Quoted text
————

And where do they hide? In a place "where they can feel pressure on their back." This according to the Terminex man. Like those bed-in-a-drawer stops in Japanese airports. It's as though you liked to sleep under the sofa, or in the overhead compartment in an airplane, or if you had the capacity to get in the crawl space behind the books in your bookshelf.


As an aside, this is from "Cecil's Storehouse of Human Knowledge," written in 1983, in answer to the question, what's the best way to kill cockroaches?

Calm yourself and pay attention to your Uncle Cecil. There are two proven approaches to dealing with la cucaracha: (1) borax, and (2) arson. Assuming your landlord objects to the latter line of attack, hie yourself down to the basement and mix up the following recipe: 4 parts borax, 2 parts flour, and 1 part cocoa powder.

Now, you may regard borax as "pansy-ass," but that's because you're young and ignorant and haven't yet grasped the subtleties of Total Insect Warfare, which requires fanatical dedication. You must mix up oodles of this stuff and apply it with the enthusiasm of Robert S. McNamara dumping Agent Orange on the Mekong Delta. Pour it in a continuous line along the walls. Put an extra dose under sinks and around kitchen cabinets. Hell, fill your damned house to a depth of one foot with the stuff. The little bastards will die piteously, I promise.

Incidentally, should you also be happen to be troubled by rats, I have here an ingenious formula for inducing rat death: Mix equal parts cement and flour. Place a pan of this powder out next to a pan of water. The rats eat the cement, then they drink the water, and by the next morning their bowels have turned to concrete. Sadistic, eh? I knew you'd love it.



We tried all that. Maybe it works. Not clear. Or else simply soapy water in a plastic spray bottle, envelop them in dish soap and they die right before you, suffocated, but you have to clean up, otherwise, night of the living dead, they revive, pick themselves up out of the drear and zombie back to the survival at hand. But yesterday the Terminex man arrived; an Irishman no less, the Terminating Angel; Sir-X-terminator, or simply Charon, the ferryman, coming for his vermin passengers.... And that is the best word to describe them: vermin — as difficult as that word is to use. Even now. When I grew up "vermin" was like "The Holocaust"; it had only one context, Jewish extermination. The word was out of bounds. If you used it in any context other than this particular historical one there was the suggestion, and the feeling just by saying it, that you were being anti-semitic.

————

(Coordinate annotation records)
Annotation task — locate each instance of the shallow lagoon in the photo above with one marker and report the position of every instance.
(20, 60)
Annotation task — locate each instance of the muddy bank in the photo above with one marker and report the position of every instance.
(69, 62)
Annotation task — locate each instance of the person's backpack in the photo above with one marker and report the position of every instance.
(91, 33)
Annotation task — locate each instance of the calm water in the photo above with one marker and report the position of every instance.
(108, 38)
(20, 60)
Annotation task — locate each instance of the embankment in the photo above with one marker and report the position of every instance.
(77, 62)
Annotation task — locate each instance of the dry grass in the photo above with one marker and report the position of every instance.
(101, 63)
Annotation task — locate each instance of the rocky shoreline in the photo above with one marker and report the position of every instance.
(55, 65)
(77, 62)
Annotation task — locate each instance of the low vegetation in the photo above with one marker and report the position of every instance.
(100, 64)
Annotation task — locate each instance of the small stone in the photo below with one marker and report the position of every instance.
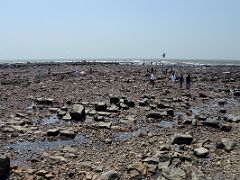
(67, 133)
(4, 166)
(182, 139)
(201, 152)
(52, 132)
(110, 175)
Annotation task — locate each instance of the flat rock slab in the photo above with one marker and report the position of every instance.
(201, 152)
(182, 139)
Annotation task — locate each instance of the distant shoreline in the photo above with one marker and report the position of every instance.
(133, 61)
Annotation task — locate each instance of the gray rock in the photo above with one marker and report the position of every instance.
(105, 125)
(101, 106)
(110, 175)
(114, 100)
(4, 167)
(67, 133)
(201, 152)
(231, 118)
(173, 174)
(157, 115)
(151, 160)
(228, 144)
(182, 139)
(78, 112)
(198, 175)
(52, 132)
(212, 122)
(144, 102)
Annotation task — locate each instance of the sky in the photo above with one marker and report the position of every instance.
(58, 29)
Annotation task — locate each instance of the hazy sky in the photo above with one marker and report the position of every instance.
(119, 29)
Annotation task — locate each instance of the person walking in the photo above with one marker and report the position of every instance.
(188, 81)
(181, 80)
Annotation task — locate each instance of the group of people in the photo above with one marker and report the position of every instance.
(173, 77)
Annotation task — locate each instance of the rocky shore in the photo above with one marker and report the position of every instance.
(104, 121)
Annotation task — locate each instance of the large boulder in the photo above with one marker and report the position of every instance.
(4, 166)
(78, 112)
(182, 139)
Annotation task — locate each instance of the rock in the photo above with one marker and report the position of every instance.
(4, 167)
(151, 160)
(227, 144)
(173, 174)
(110, 175)
(114, 100)
(165, 147)
(198, 175)
(53, 132)
(226, 127)
(222, 110)
(221, 102)
(182, 139)
(212, 122)
(157, 115)
(67, 133)
(123, 106)
(101, 106)
(201, 152)
(61, 113)
(137, 166)
(44, 101)
(98, 118)
(231, 118)
(143, 102)
(105, 125)
(113, 108)
(236, 93)
(131, 104)
(78, 112)
(67, 117)
(134, 174)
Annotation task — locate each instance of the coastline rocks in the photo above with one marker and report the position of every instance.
(110, 175)
(67, 133)
(4, 167)
(227, 144)
(114, 100)
(53, 132)
(212, 122)
(201, 152)
(44, 101)
(182, 139)
(231, 118)
(101, 106)
(77, 112)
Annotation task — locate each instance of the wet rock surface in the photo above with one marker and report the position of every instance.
(109, 123)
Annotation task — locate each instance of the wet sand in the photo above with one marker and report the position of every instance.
(125, 125)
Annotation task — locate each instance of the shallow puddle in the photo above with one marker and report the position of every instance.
(28, 149)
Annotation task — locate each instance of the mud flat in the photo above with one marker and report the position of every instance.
(104, 121)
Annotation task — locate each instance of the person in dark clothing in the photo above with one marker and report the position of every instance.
(188, 81)
(181, 80)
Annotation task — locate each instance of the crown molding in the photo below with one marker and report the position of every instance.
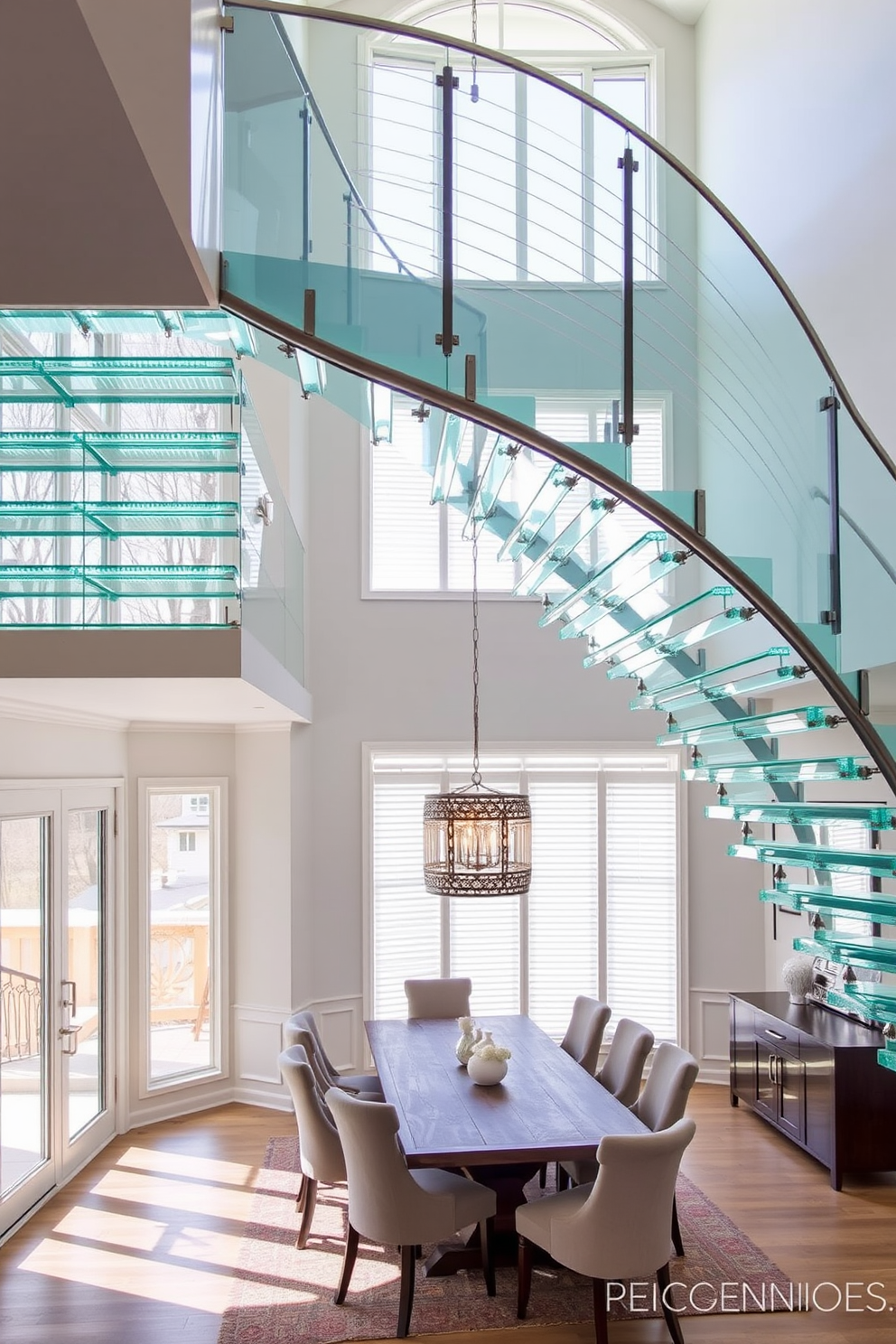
(31, 711)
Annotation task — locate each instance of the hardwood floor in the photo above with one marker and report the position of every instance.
(140, 1246)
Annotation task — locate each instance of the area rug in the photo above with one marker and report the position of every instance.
(285, 1294)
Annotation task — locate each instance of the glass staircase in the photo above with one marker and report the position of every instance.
(135, 490)
(746, 600)
(415, 247)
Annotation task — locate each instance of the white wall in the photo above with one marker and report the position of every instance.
(797, 135)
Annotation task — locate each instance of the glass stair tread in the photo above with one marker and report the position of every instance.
(77, 379)
(499, 460)
(778, 771)
(703, 688)
(810, 900)
(606, 589)
(636, 650)
(211, 325)
(779, 723)
(560, 551)
(154, 518)
(873, 862)
(117, 452)
(805, 813)
(532, 523)
(867, 950)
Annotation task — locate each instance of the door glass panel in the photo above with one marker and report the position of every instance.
(23, 1000)
(182, 851)
(82, 992)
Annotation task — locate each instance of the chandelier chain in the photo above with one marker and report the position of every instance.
(477, 777)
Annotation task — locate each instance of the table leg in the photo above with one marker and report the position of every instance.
(508, 1184)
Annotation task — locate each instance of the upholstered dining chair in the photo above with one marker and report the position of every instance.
(399, 1207)
(621, 1074)
(584, 1034)
(662, 1102)
(301, 1029)
(623, 1066)
(582, 1041)
(438, 997)
(320, 1151)
(614, 1228)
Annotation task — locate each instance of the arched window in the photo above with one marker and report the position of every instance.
(537, 179)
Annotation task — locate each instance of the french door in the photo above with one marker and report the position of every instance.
(57, 1050)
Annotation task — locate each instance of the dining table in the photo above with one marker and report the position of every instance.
(546, 1109)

————

Complete the following
a - Write out the passage about cockroaches from "And where do" to "to kill cockroaches?", substituting "couch" for "sofa".
b - Continue the text about cockroaches from its last sentence.

Task-by-task results
a -
And where do they hide? In a place "where they can feel pressure on their back." This according to the Terminex man. Like those bed-in-a-drawer stops in Japanese airports. It's as though you liked to sleep under the couch, or in the overhead compartment in an airplane, or if you had the capacity to get in the crawl space behind the books in your bookshelf.


As an aside, this is from "Cecil's Storehouse of Human Knowledge," written in 1983, in answer to the question, what's the best way to kill cockroaches?

b -
Nevertheless, lately in my doldrum — when I turn on the midnight kitchen light and there they are, a dozen in all sizes, as though caught in some pornography, Satanic insect-baby abuse, suddenly six legs to the wind, running for any corner or shadow — that's when the word rings true. Even the sound of it is precise and evocative. Vermin. Something underneath, subterranean, but versatile, a smoothly adaptive thing like vermouth. Vermin. Verminesque. Verminating. Vermined! As though the despicable nature of roaches is below mentioning, at the root's end of evil — and incidentally we're including rats but not foxes or birds, although they're vermin.... As though the despicable nature of these creatures is boundless, beyond God or His understanding — and they don't care, they don't know, it's not efficient to worry, only to survive, so they're always on the move. Don't you marvel at the roach reich's ability to direct droids to find sustenance in shit, rot and grease; even the detritus you'd find in a dust breeze: body parts, fecal and pusicles. They are the filthiest of filthy, not to mention eating the glue that holds books together, undoing civilization, itself.

They've drawn me completely into their little 'talk shows'. That's where it's at. I think of little else. And now all the analogies and metaphors are merging. I don't know what's right or wrong. And it's so subtle, but also insistent, insatiable. I don't go into the kitchen anymore, ever, without having to confront their existence, without having to arm myself, to get set to kill. Anybody that knows about this, knows it's total war. Late at night I've been conceiving of an autobiogaphy. The title is "Call Me Gregor Samsa".

2 comments:

Anjuli said...

Read both part one and part two- cockroaches- they are pesky! You would do well to change your counter top to white instead of black :)...definitely will make it easier to identify your enemy.

I haven't noticed any here in the North West- maybe it is just where I'm living that is cockroach free. Strange how we so easily adapt to changes in our environment.

Bob J said...

This is really funny. You write a great story. Had me laughing at your images, your take on things. I'm going to show it to my wife in the morning. She has had her fair share of runins with these vermin. Used to call them Vermints, since she was in Vermont during this time. Well done.